Pull out each line of the records that contains the string "woman". Case counts, so match only that capitalization.

------------------------------------------------------------------------

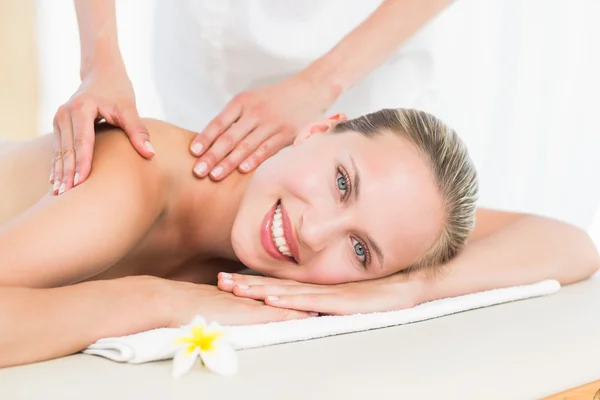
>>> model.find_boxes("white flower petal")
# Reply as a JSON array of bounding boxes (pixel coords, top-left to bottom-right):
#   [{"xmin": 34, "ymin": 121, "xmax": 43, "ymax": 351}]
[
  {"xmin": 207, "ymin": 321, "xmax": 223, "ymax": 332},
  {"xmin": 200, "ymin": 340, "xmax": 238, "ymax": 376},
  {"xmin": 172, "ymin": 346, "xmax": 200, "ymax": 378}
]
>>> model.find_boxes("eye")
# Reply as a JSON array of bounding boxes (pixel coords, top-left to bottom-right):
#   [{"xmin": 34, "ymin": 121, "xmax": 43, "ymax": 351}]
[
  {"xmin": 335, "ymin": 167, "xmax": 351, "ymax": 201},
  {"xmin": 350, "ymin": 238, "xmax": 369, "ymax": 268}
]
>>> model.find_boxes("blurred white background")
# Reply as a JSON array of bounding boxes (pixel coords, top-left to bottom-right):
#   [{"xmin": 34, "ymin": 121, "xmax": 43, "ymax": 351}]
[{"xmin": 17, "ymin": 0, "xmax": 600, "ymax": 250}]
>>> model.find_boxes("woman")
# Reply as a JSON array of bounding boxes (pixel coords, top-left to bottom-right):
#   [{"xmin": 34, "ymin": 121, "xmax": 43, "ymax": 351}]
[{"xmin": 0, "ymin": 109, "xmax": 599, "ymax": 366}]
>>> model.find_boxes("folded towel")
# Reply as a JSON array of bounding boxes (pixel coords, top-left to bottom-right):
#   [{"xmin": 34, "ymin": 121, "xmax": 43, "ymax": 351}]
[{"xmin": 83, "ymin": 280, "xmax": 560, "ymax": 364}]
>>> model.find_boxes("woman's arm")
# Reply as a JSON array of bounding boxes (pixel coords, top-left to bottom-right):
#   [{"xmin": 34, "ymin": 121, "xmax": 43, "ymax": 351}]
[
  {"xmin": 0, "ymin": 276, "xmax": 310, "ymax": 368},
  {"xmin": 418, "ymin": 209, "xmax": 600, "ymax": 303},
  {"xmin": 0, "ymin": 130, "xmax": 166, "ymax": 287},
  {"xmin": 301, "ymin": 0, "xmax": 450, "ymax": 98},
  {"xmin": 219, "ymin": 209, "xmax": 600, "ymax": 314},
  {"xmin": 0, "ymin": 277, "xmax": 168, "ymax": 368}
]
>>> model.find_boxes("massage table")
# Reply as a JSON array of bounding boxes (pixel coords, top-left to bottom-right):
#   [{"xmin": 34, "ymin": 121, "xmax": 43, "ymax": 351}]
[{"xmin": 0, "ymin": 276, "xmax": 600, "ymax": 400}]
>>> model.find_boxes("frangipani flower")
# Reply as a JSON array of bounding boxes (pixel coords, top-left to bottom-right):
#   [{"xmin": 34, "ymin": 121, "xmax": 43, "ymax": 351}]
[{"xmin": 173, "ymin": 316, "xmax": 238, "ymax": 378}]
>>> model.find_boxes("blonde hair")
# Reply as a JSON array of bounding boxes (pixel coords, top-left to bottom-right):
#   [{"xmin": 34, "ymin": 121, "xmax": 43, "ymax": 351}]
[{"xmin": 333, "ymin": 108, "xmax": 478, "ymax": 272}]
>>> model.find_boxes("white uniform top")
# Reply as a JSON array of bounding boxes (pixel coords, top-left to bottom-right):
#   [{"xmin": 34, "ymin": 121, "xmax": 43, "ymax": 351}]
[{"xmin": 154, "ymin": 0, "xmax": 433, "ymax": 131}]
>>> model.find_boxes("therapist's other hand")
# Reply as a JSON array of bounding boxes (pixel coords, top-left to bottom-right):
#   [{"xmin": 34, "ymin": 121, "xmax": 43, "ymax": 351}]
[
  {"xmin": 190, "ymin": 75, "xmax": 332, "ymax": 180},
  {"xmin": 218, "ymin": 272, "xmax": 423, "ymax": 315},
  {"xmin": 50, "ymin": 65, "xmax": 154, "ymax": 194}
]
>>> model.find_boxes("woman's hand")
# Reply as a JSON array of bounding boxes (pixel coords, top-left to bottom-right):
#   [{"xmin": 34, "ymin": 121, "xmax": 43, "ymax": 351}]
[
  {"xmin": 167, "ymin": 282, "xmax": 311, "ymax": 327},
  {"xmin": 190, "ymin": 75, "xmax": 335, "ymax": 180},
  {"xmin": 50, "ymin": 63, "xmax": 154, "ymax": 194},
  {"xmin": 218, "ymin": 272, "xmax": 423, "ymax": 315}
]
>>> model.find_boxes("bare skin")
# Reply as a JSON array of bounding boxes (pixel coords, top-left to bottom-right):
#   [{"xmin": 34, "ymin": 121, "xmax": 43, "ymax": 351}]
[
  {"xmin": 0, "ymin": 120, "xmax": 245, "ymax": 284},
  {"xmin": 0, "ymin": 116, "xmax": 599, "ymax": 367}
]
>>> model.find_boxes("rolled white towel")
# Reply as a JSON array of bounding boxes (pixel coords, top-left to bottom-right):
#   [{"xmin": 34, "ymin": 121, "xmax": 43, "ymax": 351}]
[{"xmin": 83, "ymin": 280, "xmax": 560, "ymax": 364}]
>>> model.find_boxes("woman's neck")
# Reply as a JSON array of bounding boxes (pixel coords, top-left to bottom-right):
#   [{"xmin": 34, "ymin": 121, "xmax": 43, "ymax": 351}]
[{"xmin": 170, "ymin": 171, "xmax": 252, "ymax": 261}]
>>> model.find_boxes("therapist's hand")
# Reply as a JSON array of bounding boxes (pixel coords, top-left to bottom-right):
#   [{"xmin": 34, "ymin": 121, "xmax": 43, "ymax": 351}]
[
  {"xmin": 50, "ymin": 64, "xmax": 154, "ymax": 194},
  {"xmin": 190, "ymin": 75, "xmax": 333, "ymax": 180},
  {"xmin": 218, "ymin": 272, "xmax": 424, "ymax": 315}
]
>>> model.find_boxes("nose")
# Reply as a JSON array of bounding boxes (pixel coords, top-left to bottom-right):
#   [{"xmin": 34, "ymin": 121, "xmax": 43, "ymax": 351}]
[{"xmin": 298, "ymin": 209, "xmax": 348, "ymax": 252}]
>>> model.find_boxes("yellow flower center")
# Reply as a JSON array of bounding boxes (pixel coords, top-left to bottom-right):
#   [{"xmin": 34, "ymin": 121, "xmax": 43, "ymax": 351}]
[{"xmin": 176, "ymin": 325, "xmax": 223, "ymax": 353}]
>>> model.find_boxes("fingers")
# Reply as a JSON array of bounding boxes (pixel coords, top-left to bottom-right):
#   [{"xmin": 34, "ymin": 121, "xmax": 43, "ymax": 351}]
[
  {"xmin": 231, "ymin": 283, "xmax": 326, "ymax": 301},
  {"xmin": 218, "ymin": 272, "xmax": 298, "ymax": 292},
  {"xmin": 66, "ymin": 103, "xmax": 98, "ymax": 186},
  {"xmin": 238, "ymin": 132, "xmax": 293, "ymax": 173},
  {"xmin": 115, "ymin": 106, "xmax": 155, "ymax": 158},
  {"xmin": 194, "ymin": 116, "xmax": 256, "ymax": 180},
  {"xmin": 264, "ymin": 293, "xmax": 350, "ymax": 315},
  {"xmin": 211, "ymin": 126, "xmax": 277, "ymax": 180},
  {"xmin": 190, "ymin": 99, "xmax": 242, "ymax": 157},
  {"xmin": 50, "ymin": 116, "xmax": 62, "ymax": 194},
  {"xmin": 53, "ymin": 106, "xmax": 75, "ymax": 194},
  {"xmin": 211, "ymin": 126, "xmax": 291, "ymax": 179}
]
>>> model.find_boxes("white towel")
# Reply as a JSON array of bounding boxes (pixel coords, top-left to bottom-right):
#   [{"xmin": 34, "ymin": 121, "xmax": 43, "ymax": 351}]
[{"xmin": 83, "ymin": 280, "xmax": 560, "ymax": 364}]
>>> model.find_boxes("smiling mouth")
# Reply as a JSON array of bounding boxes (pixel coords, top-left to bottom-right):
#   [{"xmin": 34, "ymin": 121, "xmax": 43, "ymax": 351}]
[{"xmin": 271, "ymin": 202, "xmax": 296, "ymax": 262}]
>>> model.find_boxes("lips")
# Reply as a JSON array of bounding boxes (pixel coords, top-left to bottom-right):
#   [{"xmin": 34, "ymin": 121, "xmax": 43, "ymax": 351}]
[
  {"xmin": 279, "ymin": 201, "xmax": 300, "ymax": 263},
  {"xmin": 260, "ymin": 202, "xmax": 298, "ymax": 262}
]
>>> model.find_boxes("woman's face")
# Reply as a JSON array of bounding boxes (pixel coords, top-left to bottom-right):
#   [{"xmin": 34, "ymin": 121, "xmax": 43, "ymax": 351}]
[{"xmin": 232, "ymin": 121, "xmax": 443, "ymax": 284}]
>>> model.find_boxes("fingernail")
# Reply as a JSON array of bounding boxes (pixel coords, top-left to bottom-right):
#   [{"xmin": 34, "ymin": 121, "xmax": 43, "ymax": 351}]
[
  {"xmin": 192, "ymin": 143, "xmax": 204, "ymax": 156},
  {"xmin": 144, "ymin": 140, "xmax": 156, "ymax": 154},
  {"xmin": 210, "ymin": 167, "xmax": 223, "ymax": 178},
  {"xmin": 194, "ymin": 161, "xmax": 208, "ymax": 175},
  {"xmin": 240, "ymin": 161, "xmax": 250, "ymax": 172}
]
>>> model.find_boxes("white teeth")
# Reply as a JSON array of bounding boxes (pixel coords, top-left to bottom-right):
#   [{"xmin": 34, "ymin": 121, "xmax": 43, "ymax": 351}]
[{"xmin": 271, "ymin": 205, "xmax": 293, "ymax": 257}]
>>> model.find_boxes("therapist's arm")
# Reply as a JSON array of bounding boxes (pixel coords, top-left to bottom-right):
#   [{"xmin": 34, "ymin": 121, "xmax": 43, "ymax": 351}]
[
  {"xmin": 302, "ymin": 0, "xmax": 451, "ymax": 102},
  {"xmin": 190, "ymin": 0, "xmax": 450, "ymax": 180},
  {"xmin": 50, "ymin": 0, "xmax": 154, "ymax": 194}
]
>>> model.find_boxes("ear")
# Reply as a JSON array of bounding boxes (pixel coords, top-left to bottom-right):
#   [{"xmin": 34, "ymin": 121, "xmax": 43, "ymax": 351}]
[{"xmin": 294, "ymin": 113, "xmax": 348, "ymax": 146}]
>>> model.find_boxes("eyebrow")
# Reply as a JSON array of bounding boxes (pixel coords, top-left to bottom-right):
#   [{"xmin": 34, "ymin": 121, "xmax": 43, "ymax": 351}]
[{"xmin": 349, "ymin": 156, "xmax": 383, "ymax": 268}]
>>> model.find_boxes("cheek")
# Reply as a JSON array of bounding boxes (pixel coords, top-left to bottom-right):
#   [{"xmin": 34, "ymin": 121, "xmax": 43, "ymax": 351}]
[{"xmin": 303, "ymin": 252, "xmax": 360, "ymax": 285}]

------------------------------------------------------------------------

Problem solution:
>>> model.find_boxes("woman")
>>> model.find_boxes("woman's arm")
>>> model.find_boxes("woman's hand")
>>> model.find_boxes("woman's neck")
>>> model.find_boxes("woman's face")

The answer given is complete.